[TEXT EXCERPT]
____

I cannot match your efforts with the brush Shaver (and Bjorn) - I admire your efforts but rarely do more than the basic minimum:









Over the years, the number of shoes actually needed increases exponentially, and the time one can spend polishing individual pairs reduces correspondingly.


----------



## Shaver (May 2, 2012)

Langham said:


> I cannot match your efforts with the brush Shaver (and Bjorn) - I admire your efforts but rarely do more than the basic minimum:
> 
> 
> 
> ...


:thumbs-up:

Mr Langham is hereby awarded my official seal of approval for writing about shoes.


----------



## AndrewJS (Feb 15, 2013)

Geeze you must be a pro at that. How long did that take you to put that shine into them?


----------



## AndrewJS (Feb 15, 2013)

I've had these shoes for 3 years and have only been polished once, and it took me 15 mins to apply. I use them about twice a week. And the best part about it was that they are from GoodWill.
https://www.amazon.com/s/ref=nb_sb_ss_i_0_7?url=search-alias%3Daps&field-keywords=skuff+protective+coatings&sprefix=Skuff+P%2Caps%2C268


----------



## AndrewJS (Feb 15, 2013)

Here my best shine. I found this product on Amazon a while ago and put this on a cheap pair of loafers. I put this on roughly 3 years ago, which took like 15 minutes. I normally wear those about twice a week. I found here
https://www.amazon.com/s/ref=nb_sb_ss_i_0_7?url=search-alias%3Daps&field-keywords=skuff+protective+coatings&sprefix=Skuff+P%2Caps%2C268


----------



## RM Bantista (May 30, 2009)

AndrewJS said:


> I've had these shoes for 3 years and have only been polished once, and it took me 15 mins to apply. I use them about twice a week. And the best part about it was that they are from GoodWill.
> https://www.amazon.com/s/ref=nb_sb_ss_i_0_7?url=search-alias%3Daps&field-keywords=skuff+protective+coatings&sprefix=Skuff+P%2Caps%2C268


Andrew,
One hopes you would not compare this to the examples previously presented. This product should be met with some skepticism for the use on good shoes. Not personally too concerned with being exposed to carcinogenic mutagens when used for some worthy purpose, but this wouldn't seem to rise to the level of national interest that countervails the risk.
On topic specifically, the condition of the leather does not appear to be benefited and the surface is left with every blemish amplified. Not an improvement over tried and true methods handed down from the ancients. Pass.
Thank you for sharing. All good things to you,
rudy


----------



## Snow Hill Pond (Aug 10, 2011)

Here are a pair of J&M walnut-ish captoe bluchers. They are about 4-6 years old, and I've never shined them. In the years that I've owned the shoes, I've wiped them down with a damp cloth and have applied sole edging, but that is about it.

____

[INPUT DATA]
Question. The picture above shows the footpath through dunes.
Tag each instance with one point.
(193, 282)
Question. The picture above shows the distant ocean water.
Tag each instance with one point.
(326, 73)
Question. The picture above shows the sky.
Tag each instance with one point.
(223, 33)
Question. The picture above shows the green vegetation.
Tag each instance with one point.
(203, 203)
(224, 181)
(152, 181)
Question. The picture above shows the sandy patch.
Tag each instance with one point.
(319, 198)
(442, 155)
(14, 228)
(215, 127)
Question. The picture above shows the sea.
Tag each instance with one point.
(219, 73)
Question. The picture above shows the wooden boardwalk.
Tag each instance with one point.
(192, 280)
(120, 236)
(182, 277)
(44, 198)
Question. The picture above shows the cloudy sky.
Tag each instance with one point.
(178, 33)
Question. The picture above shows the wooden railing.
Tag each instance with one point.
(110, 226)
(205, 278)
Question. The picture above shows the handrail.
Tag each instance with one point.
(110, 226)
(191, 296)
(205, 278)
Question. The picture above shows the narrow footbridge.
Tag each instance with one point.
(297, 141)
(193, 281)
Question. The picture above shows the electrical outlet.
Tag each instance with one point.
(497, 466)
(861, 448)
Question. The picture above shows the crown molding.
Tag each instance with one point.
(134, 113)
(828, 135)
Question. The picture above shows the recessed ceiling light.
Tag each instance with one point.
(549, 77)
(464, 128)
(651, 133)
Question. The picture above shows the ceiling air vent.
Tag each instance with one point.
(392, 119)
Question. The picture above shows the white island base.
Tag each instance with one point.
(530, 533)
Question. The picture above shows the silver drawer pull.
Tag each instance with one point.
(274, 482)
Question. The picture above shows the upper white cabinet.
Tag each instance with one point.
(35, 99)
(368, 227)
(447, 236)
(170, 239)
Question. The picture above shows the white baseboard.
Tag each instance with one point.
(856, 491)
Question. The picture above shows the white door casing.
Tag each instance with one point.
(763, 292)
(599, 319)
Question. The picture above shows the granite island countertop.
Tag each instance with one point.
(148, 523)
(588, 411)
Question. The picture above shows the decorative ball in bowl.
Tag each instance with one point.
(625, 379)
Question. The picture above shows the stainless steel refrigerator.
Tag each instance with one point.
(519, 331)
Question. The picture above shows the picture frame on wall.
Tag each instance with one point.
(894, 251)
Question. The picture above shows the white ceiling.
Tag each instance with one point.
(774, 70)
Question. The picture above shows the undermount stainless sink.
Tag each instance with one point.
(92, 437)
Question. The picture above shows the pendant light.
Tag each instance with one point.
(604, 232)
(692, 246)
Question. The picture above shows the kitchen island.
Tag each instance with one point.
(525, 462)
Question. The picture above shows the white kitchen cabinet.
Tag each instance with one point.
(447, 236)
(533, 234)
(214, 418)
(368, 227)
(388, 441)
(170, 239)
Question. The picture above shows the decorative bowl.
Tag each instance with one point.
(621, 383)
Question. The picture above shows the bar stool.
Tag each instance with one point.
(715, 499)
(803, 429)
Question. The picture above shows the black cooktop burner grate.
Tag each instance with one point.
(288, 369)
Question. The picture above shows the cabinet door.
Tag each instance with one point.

____

[WORK INSTRUCTIONS]
a. From the shoe-shine thread, condense the paragraph that begins "Here are a pair of J&M" into a short list of its main facts.
b. Reproduce the passage of the shoe-shine thread starting with "On topic specifically, the" and going on through "(Aug 10, 2011)".

[SOLUTIONS BY TASK]
a.
- J&M captoe bluchers, walnut-ish in color
- About 4–6 years old and never shined
- Care limited to wiping with a damp cloth and applying sole edging

b.
On topic specifically, the condition of the leather does not appear to be benefited and the surface is left with every blemish amplified. Not an improvement over tried and true methods handed down from the ancients. Pass.
Thank you for sharing. All good things to you,
rudy


----------



## Snow Hill Pond (Aug 10, 2011)